# [The exercise]
Copy from the line with "Put one point on each instance of the large" up to and including the line with "Target: large white boulder", keeping every character the same. Leave out the rest of the data.

# [Data supplied]
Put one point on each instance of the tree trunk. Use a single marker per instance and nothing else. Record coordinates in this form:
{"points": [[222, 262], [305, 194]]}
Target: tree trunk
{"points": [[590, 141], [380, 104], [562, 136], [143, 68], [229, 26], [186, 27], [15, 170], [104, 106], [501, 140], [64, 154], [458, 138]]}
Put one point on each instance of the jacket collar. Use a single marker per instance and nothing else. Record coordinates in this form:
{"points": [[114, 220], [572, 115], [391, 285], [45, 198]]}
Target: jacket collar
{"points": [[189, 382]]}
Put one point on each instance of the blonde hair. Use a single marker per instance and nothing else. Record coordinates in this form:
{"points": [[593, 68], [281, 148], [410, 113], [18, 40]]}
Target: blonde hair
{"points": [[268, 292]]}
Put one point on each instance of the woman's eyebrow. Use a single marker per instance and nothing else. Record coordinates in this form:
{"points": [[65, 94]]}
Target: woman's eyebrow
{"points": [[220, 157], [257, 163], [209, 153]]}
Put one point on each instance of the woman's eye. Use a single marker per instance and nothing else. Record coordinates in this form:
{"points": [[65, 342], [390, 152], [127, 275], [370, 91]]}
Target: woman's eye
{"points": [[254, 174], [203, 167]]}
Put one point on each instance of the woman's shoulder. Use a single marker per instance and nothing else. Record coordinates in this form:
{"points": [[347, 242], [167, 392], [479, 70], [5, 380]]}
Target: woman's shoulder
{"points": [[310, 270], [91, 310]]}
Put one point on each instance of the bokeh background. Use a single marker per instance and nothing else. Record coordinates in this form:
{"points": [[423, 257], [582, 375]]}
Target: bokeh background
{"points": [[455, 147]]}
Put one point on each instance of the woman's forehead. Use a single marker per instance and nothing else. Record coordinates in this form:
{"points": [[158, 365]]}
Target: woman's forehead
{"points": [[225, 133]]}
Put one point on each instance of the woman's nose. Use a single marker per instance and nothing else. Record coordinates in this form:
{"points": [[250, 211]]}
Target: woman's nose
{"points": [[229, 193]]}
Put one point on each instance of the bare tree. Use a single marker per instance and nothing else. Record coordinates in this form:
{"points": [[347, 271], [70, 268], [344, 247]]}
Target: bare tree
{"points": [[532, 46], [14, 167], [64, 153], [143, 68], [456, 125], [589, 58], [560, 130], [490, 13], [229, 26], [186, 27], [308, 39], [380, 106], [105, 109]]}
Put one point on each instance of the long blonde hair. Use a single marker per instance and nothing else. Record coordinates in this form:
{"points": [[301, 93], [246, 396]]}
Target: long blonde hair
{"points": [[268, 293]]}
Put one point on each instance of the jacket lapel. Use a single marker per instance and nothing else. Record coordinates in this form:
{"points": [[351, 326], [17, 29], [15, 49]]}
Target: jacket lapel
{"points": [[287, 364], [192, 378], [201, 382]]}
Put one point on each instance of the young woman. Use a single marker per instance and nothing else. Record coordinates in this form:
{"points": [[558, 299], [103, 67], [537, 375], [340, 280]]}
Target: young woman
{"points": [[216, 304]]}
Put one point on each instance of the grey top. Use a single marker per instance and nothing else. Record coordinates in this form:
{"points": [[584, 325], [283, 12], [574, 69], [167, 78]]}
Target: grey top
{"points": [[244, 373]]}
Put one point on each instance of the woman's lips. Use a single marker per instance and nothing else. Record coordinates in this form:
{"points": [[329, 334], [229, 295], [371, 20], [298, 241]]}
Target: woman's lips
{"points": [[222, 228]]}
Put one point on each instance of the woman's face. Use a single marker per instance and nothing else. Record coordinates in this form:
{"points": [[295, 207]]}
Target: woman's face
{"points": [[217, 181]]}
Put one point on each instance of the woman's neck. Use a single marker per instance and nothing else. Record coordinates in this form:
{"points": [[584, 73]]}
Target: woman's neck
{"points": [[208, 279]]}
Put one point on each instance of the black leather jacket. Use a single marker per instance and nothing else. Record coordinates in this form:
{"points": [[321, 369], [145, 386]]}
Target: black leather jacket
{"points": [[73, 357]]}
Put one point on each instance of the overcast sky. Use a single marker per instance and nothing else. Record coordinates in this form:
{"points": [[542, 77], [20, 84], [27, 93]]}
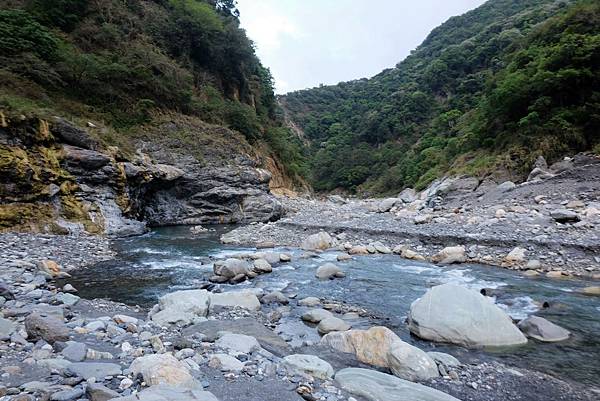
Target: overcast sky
{"points": [[309, 42]]}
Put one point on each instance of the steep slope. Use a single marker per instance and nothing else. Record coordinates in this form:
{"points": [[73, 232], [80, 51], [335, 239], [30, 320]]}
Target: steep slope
{"points": [[114, 113], [485, 94]]}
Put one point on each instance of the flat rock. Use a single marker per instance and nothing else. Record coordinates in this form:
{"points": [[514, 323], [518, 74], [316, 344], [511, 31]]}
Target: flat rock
{"points": [[377, 386], [316, 315], [332, 324], [238, 343], [379, 346], [453, 314], [309, 364], [169, 393], [162, 369], [543, 330], [97, 370], [248, 326]]}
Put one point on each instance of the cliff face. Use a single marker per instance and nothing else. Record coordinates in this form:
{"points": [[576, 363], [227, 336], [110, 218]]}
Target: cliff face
{"points": [[56, 177]]}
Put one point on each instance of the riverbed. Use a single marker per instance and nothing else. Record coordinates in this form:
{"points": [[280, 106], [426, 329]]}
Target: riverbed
{"points": [[170, 259]]}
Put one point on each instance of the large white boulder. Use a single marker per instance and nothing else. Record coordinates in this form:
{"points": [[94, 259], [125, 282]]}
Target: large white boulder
{"points": [[453, 314], [182, 307], [319, 241], [309, 364], [163, 369], [377, 386], [379, 346]]}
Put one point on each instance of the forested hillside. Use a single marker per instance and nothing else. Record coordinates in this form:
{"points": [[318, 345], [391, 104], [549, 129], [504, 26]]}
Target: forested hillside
{"points": [[485, 94], [122, 64]]}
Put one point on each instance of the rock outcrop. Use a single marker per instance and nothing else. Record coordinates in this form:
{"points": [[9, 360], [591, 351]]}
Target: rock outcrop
{"points": [[454, 314]]}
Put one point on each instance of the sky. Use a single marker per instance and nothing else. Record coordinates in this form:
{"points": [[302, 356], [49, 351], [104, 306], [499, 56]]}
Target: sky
{"points": [[306, 43]]}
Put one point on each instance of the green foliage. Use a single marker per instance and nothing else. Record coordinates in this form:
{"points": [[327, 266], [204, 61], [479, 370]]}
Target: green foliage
{"points": [[493, 88], [63, 14], [127, 61], [21, 34]]}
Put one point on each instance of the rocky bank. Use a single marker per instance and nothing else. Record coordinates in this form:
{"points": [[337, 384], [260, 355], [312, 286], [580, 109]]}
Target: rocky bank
{"points": [[547, 225]]}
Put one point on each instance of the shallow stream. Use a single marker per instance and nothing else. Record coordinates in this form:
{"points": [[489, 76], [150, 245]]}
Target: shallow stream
{"points": [[170, 259]]}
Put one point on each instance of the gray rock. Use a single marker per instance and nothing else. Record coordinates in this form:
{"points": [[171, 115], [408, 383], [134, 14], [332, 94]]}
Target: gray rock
{"points": [[163, 369], [309, 364], [275, 297], [444, 359], [328, 271], [169, 393], [245, 299], [47, 327], [67, 299], [6, 328], [97, 370], [543, 330], [376, 386], [506, 186], [564, 216], [316, 315], [225, 362], [238, 343], [262, 266], [182, 307], [231, 267], [67, 395], [332, 324], [248, 326], [454, 314], [75, 351], [98, 392]]}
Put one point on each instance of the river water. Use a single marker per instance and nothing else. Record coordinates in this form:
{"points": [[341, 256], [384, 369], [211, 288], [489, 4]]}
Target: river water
{"points": [[170, 259]]}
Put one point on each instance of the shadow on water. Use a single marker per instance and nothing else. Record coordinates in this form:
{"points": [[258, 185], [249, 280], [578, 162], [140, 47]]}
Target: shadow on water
{"points": [[170, 258]]}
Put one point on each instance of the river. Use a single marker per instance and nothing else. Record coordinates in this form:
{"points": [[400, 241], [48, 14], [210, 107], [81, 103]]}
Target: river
{"points": [[170, 259]]}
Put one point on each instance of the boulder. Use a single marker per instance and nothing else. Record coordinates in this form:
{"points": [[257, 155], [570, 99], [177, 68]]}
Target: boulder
{"points": [[449, 255], [98, 370], [408, 195], [46, 327], [238, 343], [231, 267], [225, 362], [262, 266], [98, 392], [543, 330], [245, 299], [164, 392], [329, 271], [319, 241], [182, 307], [377, 386], [453, 314], [309, 364], [332, 324], [162, 369], [309, 301], [6, 328], [592, 290], [316, 315], [212, 329], [275, 297], [564, 216], [506, 186], [379, 346], [387, 204]]}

# [Final answer]
Put one point on each instance of the large white boulder. Use a single marker per instance and nothing else. Record coordinates in this form:
{"points": [[94, 259], [125, 282]]}
Target: large white boulder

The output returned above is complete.